# [Exercise]
In the records below, find the line containing "the cow lying", then extract that line and all subsequent lines exactly, leaving out everything else.

↓↓↓

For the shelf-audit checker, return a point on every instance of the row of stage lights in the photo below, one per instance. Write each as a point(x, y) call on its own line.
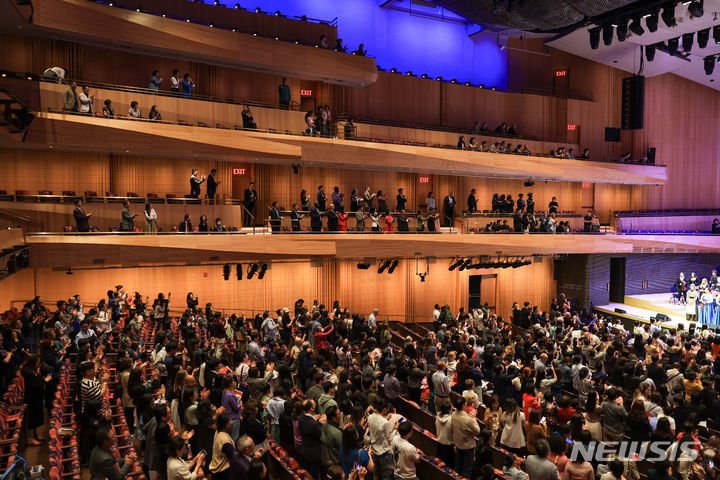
point(212, 24)
point(251, 271)
point(454, 81)
point(633, 25)
point(467, 263)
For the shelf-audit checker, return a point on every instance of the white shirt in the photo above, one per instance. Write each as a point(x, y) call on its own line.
point(85, 102)
point(406, 457)
point(379, 434)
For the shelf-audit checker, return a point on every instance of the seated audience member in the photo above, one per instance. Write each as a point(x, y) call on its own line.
point(134, 111)
point(81, 217)
point(248, 121)
point(103, 463)
point(155, 81)
point(70, 98)
point(154, 114)
point(360, 51)
point(86, 100)
point(187, 85)
point(108, 110)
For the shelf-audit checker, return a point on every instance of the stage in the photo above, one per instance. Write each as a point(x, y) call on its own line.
point(642, 307)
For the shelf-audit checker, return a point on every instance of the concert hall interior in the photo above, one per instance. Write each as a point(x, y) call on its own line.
point(326, 240)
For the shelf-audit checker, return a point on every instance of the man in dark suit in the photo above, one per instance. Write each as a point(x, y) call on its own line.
point(81, 218)
point(448, 210)
point(212, 185)
point(128, 219)
point(310, 430)
point(185, 226)
point(241, 461)
point(472, 202)
point(195, 183)
point(315, 218)
point(402, 200)
point(103, 464)
point(249, 199)
point(332, 219)
point(295, 217)
point(321, 199)
point(275, 218)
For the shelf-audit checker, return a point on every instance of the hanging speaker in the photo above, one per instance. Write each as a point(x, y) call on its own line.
point(633, 101)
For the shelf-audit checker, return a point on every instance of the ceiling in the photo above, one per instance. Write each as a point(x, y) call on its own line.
point(627, 55)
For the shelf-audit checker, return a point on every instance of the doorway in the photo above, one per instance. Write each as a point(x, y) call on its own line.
point(617, 280)
point(482, 291)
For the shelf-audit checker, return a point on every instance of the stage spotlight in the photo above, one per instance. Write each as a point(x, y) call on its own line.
point(607, 34)
point(651, 20)
point(687, 41)
point(393, 266)
point(456, 264)
point(622, 30)
point(263, 269)
point(709, 65)
point(465, 264)
point(703, 37)
point(696, 8)
point(650, 52)
point(636, 27)
point(668, 14)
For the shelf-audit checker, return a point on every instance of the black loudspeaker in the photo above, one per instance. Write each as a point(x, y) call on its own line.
point(633, 102)
point(651, 156)
point(612, 134)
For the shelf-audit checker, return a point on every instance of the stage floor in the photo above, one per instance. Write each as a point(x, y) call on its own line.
point(642, 307)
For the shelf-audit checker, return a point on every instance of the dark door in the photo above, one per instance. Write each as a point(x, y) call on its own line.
point(617, 280)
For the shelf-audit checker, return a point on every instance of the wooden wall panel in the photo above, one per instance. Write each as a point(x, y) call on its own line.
point(16, 289)
point(35, 170)
point(398, 294)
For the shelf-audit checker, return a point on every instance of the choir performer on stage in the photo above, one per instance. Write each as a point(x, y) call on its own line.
point(681, 285)
point(691, 304)
point(706, 307)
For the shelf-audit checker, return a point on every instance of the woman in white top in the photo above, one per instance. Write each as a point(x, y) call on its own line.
point(150, 219)
point(179, 469)
point(513, 431)
point(86, 100)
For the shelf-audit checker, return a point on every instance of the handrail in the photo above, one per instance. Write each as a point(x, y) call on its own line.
point(294, 105)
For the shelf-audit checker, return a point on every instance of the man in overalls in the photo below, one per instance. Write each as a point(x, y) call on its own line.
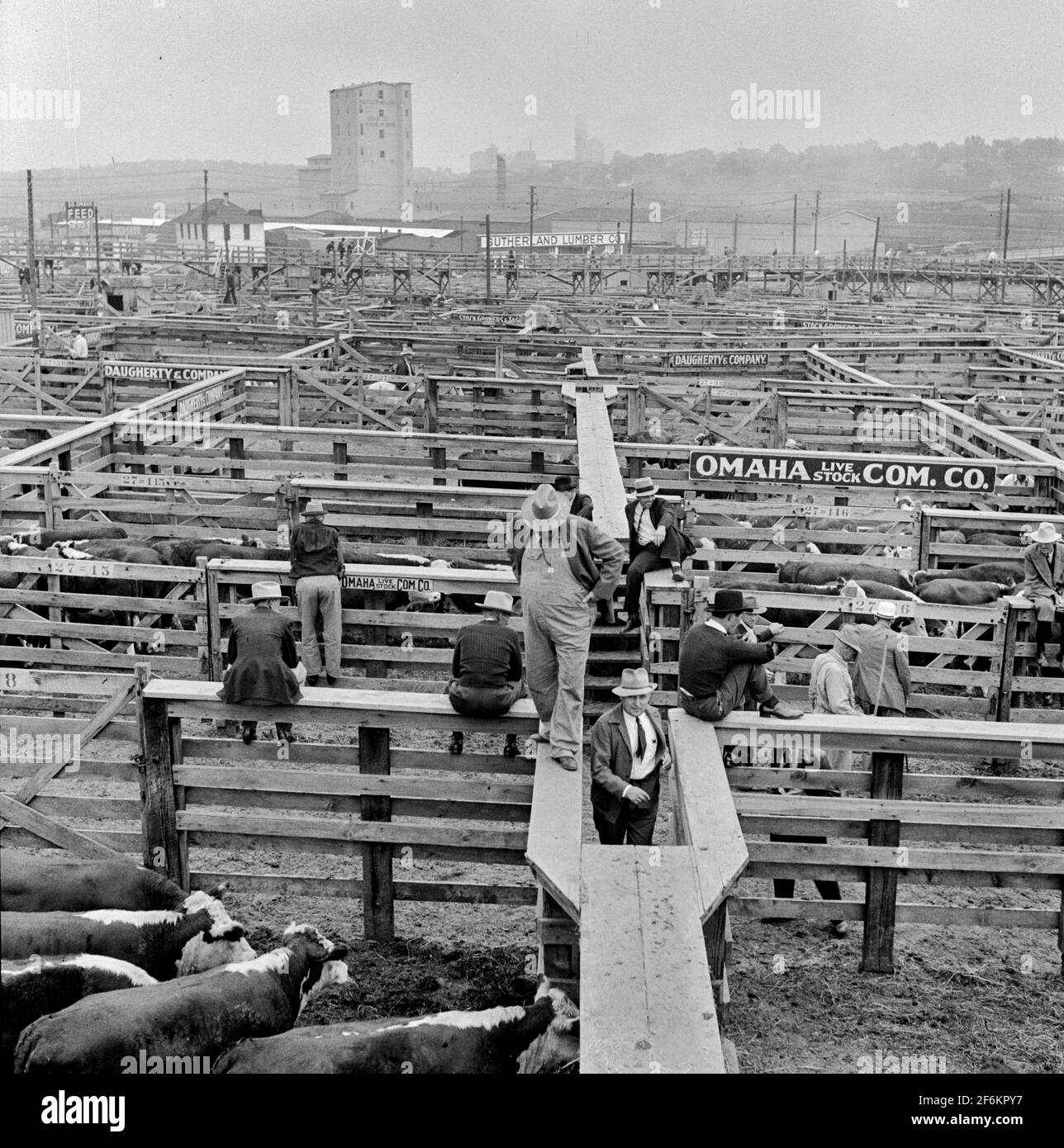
point(565, 566)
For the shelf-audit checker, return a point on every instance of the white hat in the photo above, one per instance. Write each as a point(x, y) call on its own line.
point(265, 591)
point(1047, 533)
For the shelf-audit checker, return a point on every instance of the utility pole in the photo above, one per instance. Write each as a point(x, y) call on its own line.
point(1005, 250)
point(488, 258)
point(30, 253)
point(872, 278)
point(631, 221)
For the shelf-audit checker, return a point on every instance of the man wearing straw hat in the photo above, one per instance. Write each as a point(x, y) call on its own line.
point(565, 565)
point(881, 679)
point(628, 756)
point(316, 570)
point(1043, 585)
point(654, 542)
point(487, 668)
point(719, 671)
point(263, 660)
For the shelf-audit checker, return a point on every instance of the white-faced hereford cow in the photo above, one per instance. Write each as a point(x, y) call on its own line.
point(165, 942)
point(41, 985)
point(202, 1015)
point(33, 884)
point(541, 1038)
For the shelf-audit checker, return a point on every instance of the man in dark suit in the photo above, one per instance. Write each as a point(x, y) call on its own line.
point(654, 542)
point(628, 756)
point(720, 671)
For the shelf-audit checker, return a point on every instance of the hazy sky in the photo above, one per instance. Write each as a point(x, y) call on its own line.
point(173, 79)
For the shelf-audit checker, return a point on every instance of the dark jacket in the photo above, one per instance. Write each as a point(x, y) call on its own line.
point(262, 654)
point(610, 761)
point(706, 654)
point(315, 550)
point(596, 561)
point(662, 514)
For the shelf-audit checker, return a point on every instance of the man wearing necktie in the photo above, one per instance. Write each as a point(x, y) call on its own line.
point(628, 756)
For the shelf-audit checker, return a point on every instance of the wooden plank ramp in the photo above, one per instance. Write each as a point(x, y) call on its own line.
point(599, 472)
point(646, 997)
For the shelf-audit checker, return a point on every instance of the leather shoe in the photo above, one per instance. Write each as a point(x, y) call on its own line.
point(781, 709)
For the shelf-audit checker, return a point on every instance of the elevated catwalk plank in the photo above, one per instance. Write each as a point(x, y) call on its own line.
point(599, 473)
point(554, 829)
point(646, 999)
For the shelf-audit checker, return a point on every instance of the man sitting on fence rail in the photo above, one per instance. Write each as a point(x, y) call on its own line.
point(881, 680)
point(719, 671)
point(316, 570)
point(654, 542)
point(487, 668)
point(628, 756)
point(1043, 585)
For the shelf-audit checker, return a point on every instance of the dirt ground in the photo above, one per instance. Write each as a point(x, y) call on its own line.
point(961, 998)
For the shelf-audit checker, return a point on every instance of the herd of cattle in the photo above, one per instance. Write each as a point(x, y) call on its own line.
point(108, 965)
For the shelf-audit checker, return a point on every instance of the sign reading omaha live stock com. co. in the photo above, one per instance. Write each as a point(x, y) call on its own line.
point(815, 468)
point(680, 359)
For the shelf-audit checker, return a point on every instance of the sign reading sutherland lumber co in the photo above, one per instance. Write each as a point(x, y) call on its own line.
point(893, 472)
point(680, 359)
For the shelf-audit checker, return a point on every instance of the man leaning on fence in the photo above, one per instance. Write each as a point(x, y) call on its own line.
point(316, 570)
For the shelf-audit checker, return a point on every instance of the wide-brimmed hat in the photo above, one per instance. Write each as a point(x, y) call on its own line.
point(265, 591)
point(634, 682)
point(734, 602)
point(542, 505)
point(496, 600)
point(1046, 533)
point(849, 635)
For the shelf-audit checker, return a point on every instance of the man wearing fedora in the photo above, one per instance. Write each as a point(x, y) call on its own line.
point(654, 542)
point(487, 668)
point(881, 679)
point(263, 659)
point(628, 756)
point(316, 570)
point(580, 504)
point(565, 566)
point(719, 671)
point(1043, 585)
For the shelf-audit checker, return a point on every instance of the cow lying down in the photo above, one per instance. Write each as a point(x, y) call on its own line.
point(36, 884)
point(41, 985)
point(201, 1015)
point(165, 942)
point(541, 1038)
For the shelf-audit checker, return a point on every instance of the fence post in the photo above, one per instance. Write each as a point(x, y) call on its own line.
point(374, 757)
point(881, 892)
point(159, 815)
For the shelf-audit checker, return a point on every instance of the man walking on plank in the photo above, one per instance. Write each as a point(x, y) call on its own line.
point(654, 542)
point(487, 668)
point(565, 565)
point(316, 570)
point(719, 671)
point(628, 757)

↑↑↑

# [Final result]
For the shelf-audit checker, return a point on every instance of the cow lying down in the photo above, one per instance. Write each as a point(x, y) call on its own line.
point(36, 884)
point(41, 985)
point(201, 1015)
point(165, 942)
point(541, 1038)
For the shelf-audit checker, return a point on every instance of the fence post in the photo above, one per instance. Write each as a point(x, y) call on its own line.
point(374, 757)
point(881, 892)
point(159, 815)
For the shelf-audit checker, return a point on every instance of the man walking on plank in the photo above, one per instance. Write each as a point(x, y) call on its own line.
point(654, 542)
point(487, 668)
point(565, 565)
point(316, 570)
point(719, 671)
point(628, 757)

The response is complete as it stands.